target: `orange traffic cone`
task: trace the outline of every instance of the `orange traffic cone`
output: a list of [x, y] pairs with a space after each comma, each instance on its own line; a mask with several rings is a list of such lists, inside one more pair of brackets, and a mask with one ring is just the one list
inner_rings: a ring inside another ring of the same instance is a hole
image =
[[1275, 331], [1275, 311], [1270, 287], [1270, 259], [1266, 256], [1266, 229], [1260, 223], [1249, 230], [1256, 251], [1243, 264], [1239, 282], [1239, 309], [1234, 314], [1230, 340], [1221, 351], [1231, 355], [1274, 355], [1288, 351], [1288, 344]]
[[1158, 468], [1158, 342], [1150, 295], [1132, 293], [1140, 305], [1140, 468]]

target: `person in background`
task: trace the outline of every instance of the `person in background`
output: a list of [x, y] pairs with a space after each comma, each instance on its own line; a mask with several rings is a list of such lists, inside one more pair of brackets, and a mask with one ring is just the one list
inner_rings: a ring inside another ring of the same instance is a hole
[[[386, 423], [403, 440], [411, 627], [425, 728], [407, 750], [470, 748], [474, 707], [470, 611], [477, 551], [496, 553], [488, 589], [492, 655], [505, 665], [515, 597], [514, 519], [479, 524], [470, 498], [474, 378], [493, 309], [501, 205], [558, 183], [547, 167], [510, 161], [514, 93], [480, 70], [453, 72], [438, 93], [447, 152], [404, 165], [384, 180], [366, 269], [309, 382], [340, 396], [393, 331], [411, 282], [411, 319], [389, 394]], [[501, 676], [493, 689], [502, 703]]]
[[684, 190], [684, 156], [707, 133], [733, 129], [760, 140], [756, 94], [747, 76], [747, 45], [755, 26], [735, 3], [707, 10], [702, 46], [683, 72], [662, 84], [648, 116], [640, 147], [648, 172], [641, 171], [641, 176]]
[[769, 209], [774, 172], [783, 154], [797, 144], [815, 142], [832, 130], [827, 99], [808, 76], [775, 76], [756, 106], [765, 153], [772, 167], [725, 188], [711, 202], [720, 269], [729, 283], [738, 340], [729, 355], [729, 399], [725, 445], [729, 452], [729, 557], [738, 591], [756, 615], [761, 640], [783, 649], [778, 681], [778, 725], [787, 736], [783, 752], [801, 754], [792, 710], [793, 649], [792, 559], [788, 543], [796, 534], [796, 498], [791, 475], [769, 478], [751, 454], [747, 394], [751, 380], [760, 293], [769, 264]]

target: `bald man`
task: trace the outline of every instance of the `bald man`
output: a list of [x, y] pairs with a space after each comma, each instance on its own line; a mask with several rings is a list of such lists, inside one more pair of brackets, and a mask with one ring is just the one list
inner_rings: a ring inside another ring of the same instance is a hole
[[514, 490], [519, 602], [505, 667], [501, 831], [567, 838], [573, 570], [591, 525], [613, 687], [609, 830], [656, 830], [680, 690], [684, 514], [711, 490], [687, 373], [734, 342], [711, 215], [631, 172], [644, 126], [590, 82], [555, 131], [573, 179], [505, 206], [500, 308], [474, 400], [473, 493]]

────

DO THIS: Put every line of the material above into a Markdown table with the columns Line and Content, numbering the rows in order and omitting blank lines.

FINISHED ANSWER:
| Line | Content |
|---|---|
| 1 | target: `orange traffic cone` |
| 2 | task: trace the outline of every instance of the `orange traffic cone` |
| 3 | output: a list of [x, y] pairs with a space after each comma, each instance on its own line; a mask with several rings is a list of such lists, inside one more pair of brackets, and a mask with one ring is just the one list |
| 4 | inner_rings: a ring inside another ring of the same instance is a hole |
| 5 | image = |
| 6 | [[1275, 331], [1275, 311], [1270, 287], [1270, 259], [1266, 256], [1266, 229], [1260, 223], [1249, 230], [1256, 251], [1243, 264], [1239, 282], [1239, 309], [1234, 314], [1230, 340], [1221, 351], [1231, 355], [1274, 355], [1288, 351], [1288, 344]] |
| 7 | [[1158, 468], [1158, 342], [1150, 295], [1132, 293], [1140, 305], [1140, 468]] |
| 8 | target: `person in background` |
| 9 | task: trace the outline of every instance of the `person in background` |
| 10 | output: a list of [x, y] pairs with a space after each comma, each instance on its own line; a mask with several rings is a list of such lists, inside one more pair of brackets, and a mask with one ring is just the one list |
| 11 | inner_rings: a ring inside another ring of the same instance is a hole |
| 12 | [[[386, 423], [403, 440], [411, 627], [425, 728], [407, 750], [470, 748], [474, 707], [470, 611], [477, 551], [496, 553], [488, 589], [492, 655], [505, 665], [515, 597], [514, 519], [479, 524], [470, 498], [474, 378], [493, 309], [501, 205], [558, 183], [547, 167], [510, 161], [514, 93], [480, 70], [453, 72], [438, 93], [447, 152], [404, 165], [384, 180], [366, 269], [309, 382], [340, 396], [393, 331], [411, 282], [411, 319], [389, 394]], [[501, 676], [493, 689], [502, 703]]] |
| 13 | [[684, 190], [684, 156], [707, 133], [733, 129], [760, 140], [756, 94], [747, 76], [747, 45], [755, 26], [735, 3], [707, 10], [702, 46], [683, 72], [662, 84], [648, 116], [640, 147], [648, 172], [641, 171], [641, 176]] |
| 14 | [[769, 209], [774, 172], [783, 154], [797, 144], [815, 142], [832, 130], [827, 99], [808, 76], [775, 76], [756, 106], [765, 153], [772, 167], [725, 188], [711, 202], [720, 269], [729, 283], [738, 340], [729, 355], [729, 399], [725, 445], [729, 452], [729, 557], [738, 591], [756, 615], [761, 640], [783, 649], [778, 681], [778, 725], [787, 736], [783, 752], [801, 754], [792, 710], [793, 649], [792, 559], [788, 543], [796, 534], [796, 498], [791, 475], [769, 478], [751, 454], [747, 394], [751, 380], [760, 293], [769, 264]] |
| 15 | target: `bald man` |
| 16 | task: trace the outline of every instance of the `bald man` |
| 17 | output: a list of [x, y] pairs with a space after each comma, each instance on its own line; a mask with several rings is a list of such lists, inside one more pair of brackets, and a mask with one ring is just the one list |
| 18 | inner_rings: a ring inside another ring of the same instance is a hole |
| 19 | [[514, 490], [519, 602], [505, 667], [501, 831], [567, 838], [573, 570], [591, 525], [613, 687], [609, 830], [656, 830], [680, 690], [684, 514], [711, 490], [687, 373], [734, 342], [711, 215], [631, 172], [644, 126], [590, 82], [555, 131], [573, 179], [505, 206], [500, 308], [474, 400], [473, 493]] |